→ Extracted data entries:
-- -- --
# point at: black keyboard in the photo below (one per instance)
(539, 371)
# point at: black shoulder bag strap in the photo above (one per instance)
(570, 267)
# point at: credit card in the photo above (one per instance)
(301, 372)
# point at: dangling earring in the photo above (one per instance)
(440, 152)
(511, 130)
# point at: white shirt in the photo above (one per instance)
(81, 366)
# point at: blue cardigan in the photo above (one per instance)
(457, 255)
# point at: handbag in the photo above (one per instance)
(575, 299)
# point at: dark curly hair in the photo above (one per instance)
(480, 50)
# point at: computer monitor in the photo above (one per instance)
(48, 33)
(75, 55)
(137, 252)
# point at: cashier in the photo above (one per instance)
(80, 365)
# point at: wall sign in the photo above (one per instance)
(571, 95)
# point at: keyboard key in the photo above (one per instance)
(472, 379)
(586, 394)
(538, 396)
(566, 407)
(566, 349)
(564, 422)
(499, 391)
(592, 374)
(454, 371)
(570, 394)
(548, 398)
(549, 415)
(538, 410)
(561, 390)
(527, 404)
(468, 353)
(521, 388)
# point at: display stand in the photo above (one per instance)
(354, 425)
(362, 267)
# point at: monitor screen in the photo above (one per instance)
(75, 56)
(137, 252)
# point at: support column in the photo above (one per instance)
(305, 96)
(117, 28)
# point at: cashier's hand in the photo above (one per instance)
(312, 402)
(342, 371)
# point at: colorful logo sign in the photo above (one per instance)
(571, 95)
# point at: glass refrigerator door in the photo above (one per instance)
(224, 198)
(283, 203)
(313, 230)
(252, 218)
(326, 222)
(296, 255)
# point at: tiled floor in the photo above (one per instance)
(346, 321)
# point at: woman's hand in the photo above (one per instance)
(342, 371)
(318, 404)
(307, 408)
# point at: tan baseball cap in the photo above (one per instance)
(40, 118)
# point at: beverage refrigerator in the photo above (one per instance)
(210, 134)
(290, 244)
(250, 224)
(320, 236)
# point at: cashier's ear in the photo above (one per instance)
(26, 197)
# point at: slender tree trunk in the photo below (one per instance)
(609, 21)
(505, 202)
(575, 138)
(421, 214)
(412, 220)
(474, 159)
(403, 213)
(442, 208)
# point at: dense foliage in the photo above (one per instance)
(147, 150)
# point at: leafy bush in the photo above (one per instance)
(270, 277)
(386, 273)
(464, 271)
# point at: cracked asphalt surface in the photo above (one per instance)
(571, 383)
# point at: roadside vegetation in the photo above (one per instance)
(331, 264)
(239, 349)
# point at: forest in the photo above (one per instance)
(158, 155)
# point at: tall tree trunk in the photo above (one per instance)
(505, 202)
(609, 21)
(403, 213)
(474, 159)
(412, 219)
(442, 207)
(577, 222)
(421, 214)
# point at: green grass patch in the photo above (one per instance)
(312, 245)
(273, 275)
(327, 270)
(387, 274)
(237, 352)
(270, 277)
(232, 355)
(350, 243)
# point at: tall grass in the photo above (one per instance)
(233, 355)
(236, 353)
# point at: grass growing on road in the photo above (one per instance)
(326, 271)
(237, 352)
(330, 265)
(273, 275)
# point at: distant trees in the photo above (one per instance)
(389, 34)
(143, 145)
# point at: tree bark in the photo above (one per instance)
-- -- --
Print the data in full, with each line exactly as given.

→ Response for this exercise:
# point at: black keyboard in the photo below (one per instance)
(539, 371)
# point at: black shoulder bag strap in the photo above (one per instance)
(570, 267)
# point at: credit card in the photo above (one per instance)
(301, 372)
# point at: dangling earring in the photo above (one per instance)
(440, 152)
(511, 130)
# point at: white shirt in the photo above (one per instance)
(81, 366)
# point at: blue cardigan in the photo above (one per instance)
(457, 255)
# point at: handbag in the photo above (one per instance)
(575, 299)
# point at: dark curly hair in the photo above (one per instance)
(480, 50)
# point at: computer monitor in the photo above (one per instance)
(48, 33)
(75, 55)
(137, 252)
# point at: cashier in the photo above (one per instance)
(80, 365)
# point at: wall sign in the photo above (one per instance)
(571, 95)
# point at: keyboard key in the photo above (one per instance)
(472, 379)
(586, 394)
(538, 396)
(566, 407)
(566, 349)
(564, 422)
(499, 391)
(592, 374)
(454, 371)
(570, 394)
(548, 398)
(549, 415)
(538, 410)
(561, 390)
(527, 404)
(468, 353)
(521, 388)
# point at: display stand in the photo above (one per instance)
(354, 425)
(362, 267)
# point at: monitor screen in the photo above (one per instance)
(75, 56)
(137, 252)
# point at: support column in the photo above (one per instance)
(305, 96)
(117, 28)
# point at: cashier's hand in the photo above (one per instance)
(312, 402)
(342, 371)
# point at: colorful logo sign in the photo above (one per instance)
(571, 95)
# point at: glass refrigerator door in the photo above (one per instance)
(224, 198)
(283, 203)
(313, 230)
(252, 218)
(326, 222)
(296, 255)
# point at: tiled floor in the photo above (one per instance)
(346, 321)
# point at: woman's hand in the photo above (one per instance)
(342, 371)
(318, 404)
(307, 408)
# point at: tan baseball cap in the photo above (one per instance)
(40, 118)
# point at: beverage refrigerator in the photo above (one per instance)
(210, 134)
(290, 244)
(250, 224)
(320, 236)
# point at: cashier's ear in the photo above (one per instance)
(26, 197)
# point at: slender tree trunk in the photo below (one per instance)
(609, 21)
(505, 202)
(575, 138)
(421, 214)
(412, 220)
(474, 159)
(403, 213)
(442, 208)
# point at: dense foliage in the photo above (one per instance)
(147, 150)
# point at: leafy bush in the photo above (one per instance)
(270, 277)
(386, 273)
(464, 271)
# point at: cracked asphalt surface in the photo above (one per instance)
(571, 383)
# point at: roadside vegetation in the photo above (one per instance)
(331, 264)
(239, 349)
# point at: forest in the photo above (one per instance)
(158, 155)
# point at: tall tree trunk in the photo above (one per instance)
(505, 202)
(609, 21)
(403, 213)
(474, 159)
(412, 219)
(442, 207)
(577, 222)
(421, 214)
# point at: green grass patch in the photo above (one per instance)
(312, 245)
(273, 275)
(327, 270)
(387, 274)
(237, 352)
(270, 277)
(232, 355)
(350, 243)
# point at: tall grass in the photo above (one per instance)
(233, 355)
(236, 353)
# point at: grass growing on road in the photo above (one per instance)
(326, 271)
(237, 352)
(330, 265)
(273, 275)
# point at: distant trees in the photo above (one per instance)
(389, 34)
(143, 145)
# point at: tree bark in the photo above (one per instance)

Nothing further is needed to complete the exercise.